Selected text »
BEGIN
Commercial Law for Employers: Disability Related Absences and Successive Fixed-Term ContractsPosted in : Commercial Law for Employers on 10 April 2018
In this month’s ‘Commercial Law for Employers’ article, Kevin McVeigh, Partner and Head of the Corporate and Commercial Department in EDG Solicitors, considers the case of Carlos Enrique Ruiz Conejero v Ferroser Servicios Auxiliares SA and Ministerio Fiscal Case C-270/16, CJEU. In this case the claimant, Mr Conejero, suffered from a disease of the endocrine-metabolic system, namely, obesity. The CJEU was asked, in essence, whether Article 2 (2) (b) of Directive 2000/78 must be interpreted as precluding national legislation which provides that an employer may dismiss a worker on the grounds of intermittent absences from work, even if justified, in a situation where those absences are the consequence of illnesses attributed to the worker’s disability.
Kevin also considers the case of Giuseppa Santoro v Comune di Valderice, Presidenza del Consiglio dei Ministri Case C-494/16, CJEU whereby the CJEU was asked for a preliminary ruling on the interpretation of clause 5(1) of the Framework Agreement annexed to Council Directive 1999/70/EC, the purpose of which is to place limits on successive recourse to fixed-term employment contracts or relationships which are regarded as a potential source of abuse to the detriment of workers. Kevin states fixed-term contracts are common in many workplaces but warns that employers need to act with care to ensure that a chain of successive fixed-term contracts does not create a breach of EU law.
Carlos Enrique Ruiz Conejero v Ferroser Servicios Auxiliares SA and Ministerio Fiscal Case C-270/16, CJEU
Key Issues: Social Policy – equal treatment – disability
Case: Carlos Enrique Ruiz Conejero v Ferroser Servicios Auxiliares SA,Ministerio Fiscal,
Reference: Case C-270/16, CJEU (Third Chamber), 18 January 2018
Legislation: Directive 2000/78/EC
On 2 July 1993, Mr Ruiz Conejero was hired to work as a cleaning agent in a hospital in Cuenca (Spain), which is in the region of Castile-La Mancha (Spain). He was last employed in that post by the cleaning company Ferroser Servicios Auxiliares. Mr Ruiz Conejero had worked for this company without incident, as he had for the companies that had employed him previously. He never had any work-related problems nor had he been disciplined.
END
Collected data »
BEGIN
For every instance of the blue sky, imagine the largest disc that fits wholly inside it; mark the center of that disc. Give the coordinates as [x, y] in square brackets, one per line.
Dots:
END
To do »
**1.** In the article on disability-related absences and fixed-term contracts, on what date was Mr Ruiz Conejero hired to work as a cleaning agent?
**2.** Continue the article on disability-related absences and fixed-term contracts from its final sentence.

Task answers »
**1.** 2 July 1993

**2.**
The Spanish authorities recognised that Mr Ruiz Conejero had a disability. The degree of his incapacity was set at 37%, of which 32% related to physical disability, characterised by disease of the endocrine-metabolic system (obesity) and functional limitation of the spine, the other 5% being made up of additional social factors. Between 2014 and 2015, Mr Ruiz Conejero was unfit for work during the following periods:
– from 1 to 17 March 2014 for acute pain requiring hospitalisation from 26 February to 1 March 2014;
– from 26 to 31 March 2014 for dizziness/nausea;
– from 26 June to 11 July 2014 for lumbago;
– from 9 to 12 March 2015 for lumbago;
– from 24 March to 7 April 2015 for lumbago; and
– from 20 to 23 April 2015 for dizziness/nausea.
According to the medical diagnosis, these health problems were caused by degenerative joint disease and polyarthrosis, aggravated by Mr Ruiz Conejero’s obesity. The medical services concluded that those problems were the result of the diseases which led to the recognition of Mr Ruiz Conejero’s disability. Mr Ruiz Conejero informed his employer, within the period and in the manner prescribed, of all the absences, by providing the relevant medical certificates confirming the reason for, and duration of, those absences.
By letter of 7 July 2015, Ferroser Servicios Auxiliares informed Mr Ruiz Conejero of his dismissal on the ground that the cumulative duration of his absences, albeit justified, had exceeded the limits laid down in the relevant Spanish law, namely, 20% of working time during March and April 2015, and that during the previous 12 months he had been absent for 5% of working time.
Mr Ruiz Conejero challenged the dismissal decision before the Juzgado de lo Social No 1 de Cuenca (Social Court No 1, Cuenca, Spain). Mr Ruiz Conejero does not dispute the truth or the accuracy of those absences from work or what they amount to in percentage terms. However, he claims that there is a direct link between those absences and his disability. He seeks annulment of his dismissal on the ground that it constitutes discrimination based on disability.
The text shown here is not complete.